* _Brano fornito_

________________________________________

Nel commentare il brano evangelico, riferito da Matteo delle tentazioni diaboliche respinte da Gesù, sant'Antonio spiega: «La Parola di Dio è il Figlio, che è la Sapienza che procede dalla bocca del'Altissimo. La sapienza è chiamata così da 'sapore'. Quindi il pane dell'anima è il sapore della sapienza, con il quale assapora i doni del Signore e gusta quanto soave è il Signore stesso». Il Santo, uomo di grande cultura umana e teologica, aveva avuto modo di assaporare a fondo il gusto della parola di Dio e della sapienza, i quali hanno «ogni soave sapore, che rende insipido ogni piacere della gola». Ecco perché i progetti di quest'anno mirano a far sì che bambini, ragazzi e giovani di       paesi particolarmente poveri (India, Brasile e Uganda) possano gustare anche loro «il sapore della sapienza», altrimenti negato, accedendo all'istruzione, sia a quella preliminare di base sia a quella più avanzata (professionale e universitaria), per avere accessi più facili nel mondo del lavoro e per preparare i quadri in grado di gestire e far progredire la società . L'istruzione e la cultura costituiscono una pietra indispensabile allo sviluppo di una società  in difficoltà . Don Milani, l'indimenticato priore di Barbiana, per sollecitare gli alunni più recalcitranti della sua scuola, era solito gridare: «La differenza tra un padrone e un operaio sta nel fatto che il pa-drone conosce 1000 parole e l'operaio solo 100 e può in ogni momento metterlo in difficoltà ». Così la differenza tra paesi sviluppati e altri bloccati nel sottosviluppo, non sta nella mancanza di risorse effettive (molti paesi poveri in questo sono ricchissimi), ma nella possibilità  di sfruttarle, nella tecnologia, che si acquisisce solo attraverso l'istruzione e la cultura. Non solo, ma l'istruzione e la cultura accendono e sollecitano le esigenze di libertà , di democrazia, di tolleranza, di progresso. Investire nella scuola vuol dire investire nel futuro di un popolo . Tutto il contrario della politica di sfruttamento portata avanti da sempre dalle multinazionali, dai governi di paesi ricchi che nel sottosviluppo di altri fondano la loro       ricchezza, la loro egemonia.
Succedeva, in forme diverse, anche ai tempi di sant'Antonio. E il Santo, che conosceva il sapore della sapienza e della libertà , con tutto quel che ne seguiva, si batteva con la parola e l'esempio perché quel piacere fosse esteso al numero più grande possibile       di persone.

________________________________________

* _Dati in esame_
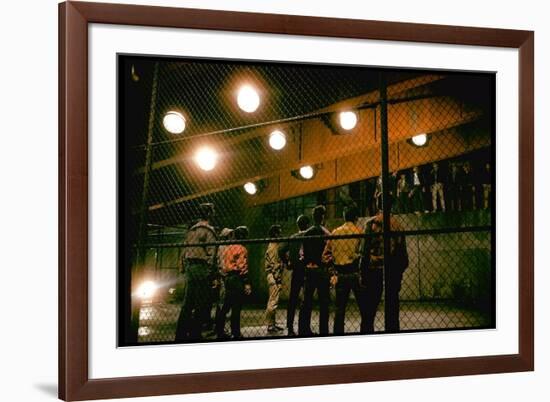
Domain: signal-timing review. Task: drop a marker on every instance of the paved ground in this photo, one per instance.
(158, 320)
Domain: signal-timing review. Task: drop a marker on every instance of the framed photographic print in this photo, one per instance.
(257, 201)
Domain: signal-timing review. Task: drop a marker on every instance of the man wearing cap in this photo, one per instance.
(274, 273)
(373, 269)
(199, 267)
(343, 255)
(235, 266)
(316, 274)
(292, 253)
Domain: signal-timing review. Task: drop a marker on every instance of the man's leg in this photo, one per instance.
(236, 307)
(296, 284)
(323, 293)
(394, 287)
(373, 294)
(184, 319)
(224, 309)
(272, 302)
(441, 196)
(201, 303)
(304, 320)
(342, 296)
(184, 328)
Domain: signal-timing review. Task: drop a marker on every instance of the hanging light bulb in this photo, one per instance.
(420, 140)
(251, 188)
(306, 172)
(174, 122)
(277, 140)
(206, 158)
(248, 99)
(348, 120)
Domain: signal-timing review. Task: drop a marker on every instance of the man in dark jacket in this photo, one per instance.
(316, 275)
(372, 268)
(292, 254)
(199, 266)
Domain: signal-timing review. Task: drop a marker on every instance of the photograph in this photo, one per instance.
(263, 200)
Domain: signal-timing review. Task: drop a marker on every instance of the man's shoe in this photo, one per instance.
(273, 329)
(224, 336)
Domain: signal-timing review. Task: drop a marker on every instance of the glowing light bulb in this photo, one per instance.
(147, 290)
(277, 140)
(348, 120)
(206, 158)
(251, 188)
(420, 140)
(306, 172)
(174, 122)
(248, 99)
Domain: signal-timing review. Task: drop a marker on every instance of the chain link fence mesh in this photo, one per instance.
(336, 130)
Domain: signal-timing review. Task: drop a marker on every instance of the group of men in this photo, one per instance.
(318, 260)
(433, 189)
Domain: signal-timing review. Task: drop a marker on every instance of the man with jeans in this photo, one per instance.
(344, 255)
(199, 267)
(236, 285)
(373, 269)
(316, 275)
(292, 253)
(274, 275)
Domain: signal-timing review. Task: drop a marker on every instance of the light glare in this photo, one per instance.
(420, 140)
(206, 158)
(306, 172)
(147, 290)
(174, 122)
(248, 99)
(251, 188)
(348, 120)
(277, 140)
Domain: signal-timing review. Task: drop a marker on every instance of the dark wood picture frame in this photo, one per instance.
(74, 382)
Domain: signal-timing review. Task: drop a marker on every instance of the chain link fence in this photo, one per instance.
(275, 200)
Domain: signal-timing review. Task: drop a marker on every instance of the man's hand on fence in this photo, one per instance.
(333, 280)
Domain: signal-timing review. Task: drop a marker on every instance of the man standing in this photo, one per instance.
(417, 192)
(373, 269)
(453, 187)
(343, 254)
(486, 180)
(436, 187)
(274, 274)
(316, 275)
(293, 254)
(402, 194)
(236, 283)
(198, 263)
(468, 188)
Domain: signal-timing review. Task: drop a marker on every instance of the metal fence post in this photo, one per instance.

________________________________________

* _Compito richiesto_
Prosegua il brano su sant'Antonio e l'istruzione nei paesi poveri, riprendendo subito dopo la sua ultima frase. Le voci riportate non sono necessarie ai fini dell'esercizio.

* _Risultato_
A noi, amici della Famiglia antoniana il compito di realizzare il suo progetto che continua a vivere nelle realizzazioni dei suoi confratelli cui ha consegnato il testimone della carità  e della solidarietà .

     

«Il pane dell'anima è il sapore della sapienza, con il quale assapora i doni del Signore e gusta quanto soave è il Signore stesso».

INDIA


con le piccole lavoratrici aborigene

Un'antica cultura tribale schiacciata dall'impatto con la civilizzazione, la storia di un popolo alla deriva che non sa più proteggere i propri figli. Lo scotto peggiore è sulla pelle delle bambine: piccole schiave, condannate all'ignoranza e all'incoscienza di sé. Per loro una formazione totale per autoproteggersi.

L'intervento della Caritas antoniana in India riguarderà  due zone tribali: le colline di Yelagiri e le colline di Jawadi, situate le prime lungo la costa a sud di Madras, le seconde nell'entroterra della stessa megalopoli. Nelle colline di Yelagiri ci sono 14 villaggi tribali per un totale di 30 mila persone, in quelle di Jawadi i villaggi sono 350. Il progetto è rivolto alle bambine perché più esposte alle violenze e allo sfruttamento: nell'estrema povertà , se avanza qualche risorsa viene comunque destinata al maschio, il quale più facilmente frequenta la scuola e ottiene lavoro. Per i bambini, inoltre, esistono altre strutture istituite dai salesiani. Tra le donne, invece, l'analfabetismo tocca punte del 95 per cento, perché nella durezza della loro vita la scuola è l'ultima delle preoccupazioni. Oltre alle faccende domestiche, che comprendono la faticosa ricerca dell'acqua potabile, le donne e le bambine lavorano nei campi e nelle miniere, fanno da manovali nei cantieri edili, tagliano il legno nelle colline e allevano animali. Le più «fortunate» vengono fatte sposare giovanissime e subiscono le violenze dei loro mariti spesso alcolizzati; molte vengono sottratte alle famiglie con la scusa di una vita migliore e finiscono schiave-bambine nelle città  o prostitute.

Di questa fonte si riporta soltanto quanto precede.